[DATA SHOWN — start]
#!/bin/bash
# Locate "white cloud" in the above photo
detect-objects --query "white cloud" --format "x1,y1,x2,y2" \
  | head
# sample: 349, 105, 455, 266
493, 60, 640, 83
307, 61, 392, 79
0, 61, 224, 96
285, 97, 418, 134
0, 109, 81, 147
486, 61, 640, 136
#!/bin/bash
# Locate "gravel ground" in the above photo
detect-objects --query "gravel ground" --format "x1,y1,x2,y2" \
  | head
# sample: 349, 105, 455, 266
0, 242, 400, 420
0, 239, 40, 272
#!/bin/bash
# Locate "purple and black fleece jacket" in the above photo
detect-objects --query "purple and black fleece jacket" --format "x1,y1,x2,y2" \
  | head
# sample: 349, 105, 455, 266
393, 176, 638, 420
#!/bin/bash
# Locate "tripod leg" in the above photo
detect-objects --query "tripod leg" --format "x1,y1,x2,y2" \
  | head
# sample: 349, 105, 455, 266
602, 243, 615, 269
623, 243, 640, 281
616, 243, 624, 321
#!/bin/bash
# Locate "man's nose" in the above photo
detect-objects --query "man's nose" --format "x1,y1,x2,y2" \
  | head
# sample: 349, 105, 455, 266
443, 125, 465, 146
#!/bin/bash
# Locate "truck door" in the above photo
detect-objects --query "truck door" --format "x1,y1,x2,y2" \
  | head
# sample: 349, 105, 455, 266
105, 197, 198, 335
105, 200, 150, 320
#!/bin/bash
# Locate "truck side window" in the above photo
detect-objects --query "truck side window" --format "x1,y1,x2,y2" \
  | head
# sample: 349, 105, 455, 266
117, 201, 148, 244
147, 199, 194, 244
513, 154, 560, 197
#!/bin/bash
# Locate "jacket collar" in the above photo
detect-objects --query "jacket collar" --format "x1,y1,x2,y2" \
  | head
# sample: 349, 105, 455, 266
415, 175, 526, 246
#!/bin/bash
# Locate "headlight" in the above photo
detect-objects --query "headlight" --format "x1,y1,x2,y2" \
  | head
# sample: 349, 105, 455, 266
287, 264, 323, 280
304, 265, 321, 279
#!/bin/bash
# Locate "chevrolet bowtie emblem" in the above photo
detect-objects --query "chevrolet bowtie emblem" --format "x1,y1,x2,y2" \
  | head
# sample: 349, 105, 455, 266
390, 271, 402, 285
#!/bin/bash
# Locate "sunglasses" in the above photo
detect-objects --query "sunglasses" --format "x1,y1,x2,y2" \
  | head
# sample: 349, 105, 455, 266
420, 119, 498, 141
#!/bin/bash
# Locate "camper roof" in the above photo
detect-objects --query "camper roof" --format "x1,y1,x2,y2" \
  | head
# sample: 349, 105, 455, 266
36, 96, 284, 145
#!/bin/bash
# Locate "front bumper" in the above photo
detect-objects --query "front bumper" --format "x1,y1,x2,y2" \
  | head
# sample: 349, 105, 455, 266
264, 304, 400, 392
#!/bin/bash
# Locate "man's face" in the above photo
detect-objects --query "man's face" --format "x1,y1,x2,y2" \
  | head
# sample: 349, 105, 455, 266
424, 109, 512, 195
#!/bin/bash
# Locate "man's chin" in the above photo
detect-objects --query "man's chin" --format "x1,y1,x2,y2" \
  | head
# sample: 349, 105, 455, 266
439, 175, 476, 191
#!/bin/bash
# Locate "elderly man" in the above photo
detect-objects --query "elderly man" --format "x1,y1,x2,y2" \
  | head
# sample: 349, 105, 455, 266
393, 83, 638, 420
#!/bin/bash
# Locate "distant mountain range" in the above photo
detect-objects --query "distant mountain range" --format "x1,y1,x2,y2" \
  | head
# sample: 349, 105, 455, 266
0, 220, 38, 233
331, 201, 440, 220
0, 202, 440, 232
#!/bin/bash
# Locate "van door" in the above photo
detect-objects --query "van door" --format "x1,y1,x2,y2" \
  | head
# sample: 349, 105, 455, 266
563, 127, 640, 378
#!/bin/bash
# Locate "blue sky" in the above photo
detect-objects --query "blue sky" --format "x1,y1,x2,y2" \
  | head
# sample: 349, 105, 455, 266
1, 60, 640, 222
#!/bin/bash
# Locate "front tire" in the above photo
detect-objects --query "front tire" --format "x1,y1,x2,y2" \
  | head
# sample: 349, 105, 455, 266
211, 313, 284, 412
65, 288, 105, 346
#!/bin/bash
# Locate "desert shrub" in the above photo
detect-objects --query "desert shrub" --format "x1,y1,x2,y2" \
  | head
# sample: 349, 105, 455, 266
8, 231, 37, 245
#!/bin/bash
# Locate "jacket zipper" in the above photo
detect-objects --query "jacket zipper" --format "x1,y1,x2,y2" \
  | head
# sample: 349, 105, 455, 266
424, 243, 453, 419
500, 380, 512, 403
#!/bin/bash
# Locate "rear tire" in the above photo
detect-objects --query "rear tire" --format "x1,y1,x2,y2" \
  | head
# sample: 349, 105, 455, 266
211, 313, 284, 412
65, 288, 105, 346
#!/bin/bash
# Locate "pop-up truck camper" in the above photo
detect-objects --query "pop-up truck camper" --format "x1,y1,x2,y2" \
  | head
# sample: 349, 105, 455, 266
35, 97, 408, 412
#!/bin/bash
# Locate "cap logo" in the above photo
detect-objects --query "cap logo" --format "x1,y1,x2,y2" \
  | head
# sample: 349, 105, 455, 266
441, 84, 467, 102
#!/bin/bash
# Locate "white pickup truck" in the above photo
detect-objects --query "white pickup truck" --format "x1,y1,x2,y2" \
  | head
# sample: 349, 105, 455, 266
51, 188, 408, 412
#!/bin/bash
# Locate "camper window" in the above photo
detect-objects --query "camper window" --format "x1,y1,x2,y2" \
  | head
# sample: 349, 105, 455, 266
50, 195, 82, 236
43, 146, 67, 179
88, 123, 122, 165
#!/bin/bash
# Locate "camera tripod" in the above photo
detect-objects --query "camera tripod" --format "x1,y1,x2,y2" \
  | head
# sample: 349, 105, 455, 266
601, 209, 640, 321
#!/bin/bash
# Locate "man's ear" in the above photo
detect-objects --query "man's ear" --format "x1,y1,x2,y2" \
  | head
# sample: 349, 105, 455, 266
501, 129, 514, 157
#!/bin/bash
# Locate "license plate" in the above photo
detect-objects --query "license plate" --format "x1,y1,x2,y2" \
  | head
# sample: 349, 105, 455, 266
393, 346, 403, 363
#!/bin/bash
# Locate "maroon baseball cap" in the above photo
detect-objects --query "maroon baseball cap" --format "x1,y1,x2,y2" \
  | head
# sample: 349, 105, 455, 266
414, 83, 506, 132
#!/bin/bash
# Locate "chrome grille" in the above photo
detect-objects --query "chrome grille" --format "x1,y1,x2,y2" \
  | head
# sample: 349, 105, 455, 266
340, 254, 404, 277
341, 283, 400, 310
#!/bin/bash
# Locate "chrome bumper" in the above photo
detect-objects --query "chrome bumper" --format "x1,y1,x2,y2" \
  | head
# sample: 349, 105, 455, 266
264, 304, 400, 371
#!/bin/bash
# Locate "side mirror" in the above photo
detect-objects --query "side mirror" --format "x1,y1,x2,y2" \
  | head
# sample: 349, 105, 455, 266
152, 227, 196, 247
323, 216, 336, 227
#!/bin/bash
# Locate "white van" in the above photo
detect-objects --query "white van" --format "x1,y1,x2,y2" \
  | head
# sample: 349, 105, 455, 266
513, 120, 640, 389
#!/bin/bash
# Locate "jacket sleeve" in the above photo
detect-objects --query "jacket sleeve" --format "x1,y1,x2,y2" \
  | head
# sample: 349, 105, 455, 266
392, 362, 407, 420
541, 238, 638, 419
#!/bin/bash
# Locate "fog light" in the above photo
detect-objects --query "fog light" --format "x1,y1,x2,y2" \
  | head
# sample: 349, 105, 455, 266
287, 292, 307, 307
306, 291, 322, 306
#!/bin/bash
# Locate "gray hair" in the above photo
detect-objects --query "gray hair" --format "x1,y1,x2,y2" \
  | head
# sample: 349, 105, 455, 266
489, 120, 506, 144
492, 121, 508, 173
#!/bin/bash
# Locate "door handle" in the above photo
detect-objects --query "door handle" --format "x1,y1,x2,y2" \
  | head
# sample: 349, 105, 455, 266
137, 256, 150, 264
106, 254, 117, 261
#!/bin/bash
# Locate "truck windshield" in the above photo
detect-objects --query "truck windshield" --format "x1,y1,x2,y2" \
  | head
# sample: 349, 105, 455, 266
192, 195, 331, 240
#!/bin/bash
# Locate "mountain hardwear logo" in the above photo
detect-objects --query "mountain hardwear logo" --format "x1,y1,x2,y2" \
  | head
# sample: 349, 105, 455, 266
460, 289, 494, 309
[DATA SHOWN — finish]
# ACTION ITEM
A complete answer reproduces every line of the records in which the word "gray" occurs.

# RESULT FOR THIS EXERCISE
# Locate "gray hair" in the above photo
detect-objects --query "gray hair" --format "x1,y1,x2,y2" \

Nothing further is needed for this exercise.